:: Text excerpt ::

Since writing the Drowning in JavaScript post I’ve been meaning to take a stab at automating that analysis and seeing if I could generate some other insights. This weekend I finally got around to writing a quick PhantomJS script to load the top 100 Alexa sites and capture each of the linked resources as well as their type. The resulting data set contains the time it took the entire page to load as well as the content type for each of the linked files. After loading these two datasets into R and doing a few simple transformations we can get some interesting results.
Average load time. To get a general sense of the data this plots the average time it took to load each URL. The interesting piece here is that multiple foreign sites take a while to load (163.com, qq.com, gmw.cn, ..) - I suspect a big reason is that there's quite a bit of latency since I'm based in the US. Another observation is that many news sites tended to load slowly (huffingpost.com, cnn.com, cnet.com). The Google sites loaded extremely quickly (all less than 1 sec) as did Wikipedia.

:::
:: Records provided ::

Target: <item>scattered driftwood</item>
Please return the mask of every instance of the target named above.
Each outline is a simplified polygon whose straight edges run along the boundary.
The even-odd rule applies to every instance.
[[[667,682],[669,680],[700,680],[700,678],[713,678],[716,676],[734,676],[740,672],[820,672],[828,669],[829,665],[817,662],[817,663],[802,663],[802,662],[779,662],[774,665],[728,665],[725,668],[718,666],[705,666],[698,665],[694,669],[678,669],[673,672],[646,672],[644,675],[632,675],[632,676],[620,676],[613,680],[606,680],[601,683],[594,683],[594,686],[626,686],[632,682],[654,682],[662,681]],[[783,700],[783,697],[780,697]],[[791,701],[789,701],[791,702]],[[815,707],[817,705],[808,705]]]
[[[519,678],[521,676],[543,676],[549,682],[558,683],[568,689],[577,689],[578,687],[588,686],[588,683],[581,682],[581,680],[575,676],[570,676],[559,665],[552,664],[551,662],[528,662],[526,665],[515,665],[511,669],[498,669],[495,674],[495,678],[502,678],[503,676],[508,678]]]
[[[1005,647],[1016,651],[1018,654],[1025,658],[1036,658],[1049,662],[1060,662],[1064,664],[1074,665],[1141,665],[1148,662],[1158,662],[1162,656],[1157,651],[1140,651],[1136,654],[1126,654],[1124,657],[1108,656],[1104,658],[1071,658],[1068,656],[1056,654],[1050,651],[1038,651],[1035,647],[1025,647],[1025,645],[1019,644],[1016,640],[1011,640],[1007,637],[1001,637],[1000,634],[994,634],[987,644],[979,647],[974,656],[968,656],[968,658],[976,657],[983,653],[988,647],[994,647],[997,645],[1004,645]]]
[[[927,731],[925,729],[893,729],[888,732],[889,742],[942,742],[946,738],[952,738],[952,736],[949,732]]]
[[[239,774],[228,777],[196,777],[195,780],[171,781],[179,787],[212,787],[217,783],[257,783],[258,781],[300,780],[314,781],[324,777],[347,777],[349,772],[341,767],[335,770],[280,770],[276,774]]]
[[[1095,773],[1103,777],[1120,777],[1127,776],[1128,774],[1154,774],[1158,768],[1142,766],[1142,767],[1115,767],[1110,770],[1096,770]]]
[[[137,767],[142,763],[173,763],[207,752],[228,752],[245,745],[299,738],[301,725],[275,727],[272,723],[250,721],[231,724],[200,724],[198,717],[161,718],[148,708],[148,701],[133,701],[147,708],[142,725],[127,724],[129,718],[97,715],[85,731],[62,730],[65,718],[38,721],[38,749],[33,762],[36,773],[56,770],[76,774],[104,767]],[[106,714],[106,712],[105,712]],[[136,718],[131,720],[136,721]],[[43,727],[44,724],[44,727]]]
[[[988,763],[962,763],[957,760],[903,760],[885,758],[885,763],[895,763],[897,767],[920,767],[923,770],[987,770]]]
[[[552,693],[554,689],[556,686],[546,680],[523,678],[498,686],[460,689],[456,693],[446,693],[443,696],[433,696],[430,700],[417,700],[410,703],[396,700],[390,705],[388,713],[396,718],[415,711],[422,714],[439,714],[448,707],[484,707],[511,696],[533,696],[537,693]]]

:::

*Exercise requirements*:
- a) In the load-time post, what tool was used for the script that loaded the top 100 Alexa sites?
- b) Set down the passage of the load-time post from "Since writing the" up to and including "some interesting results.".
- c) Write the next part of the load-time post, picking up after its final sentence.

*Expected answers*:
- a) PhantomJS.

- b)
Since writing the Drowning in JavaScript post I’ve been meaning to take a stab at automating that analysis and seeing if I could generate some other insights. This weekend I finally got around to writing a quick PhantomJS script to load the top 100 Alexa sites and capture each of the linked resources as well as their type. The resulting data set contains the time it took the entire page to load as well as the content type for each of the linked files. After loading these two datasets into R and doing a few simple transformations we can get some interesting results.

- c)
Multiple linear regression. And just for fun we can run a regression to see whether a particular file type leads to significantly worse load than others. I was hoping to show that having a lot of JavaScript hurts performance but that doesn't seem to be the case. I suspect it's due to the innate time differences it takes to load some sites (in particular sites outside the US) vs others.
As usual, the code’s up on GitHub.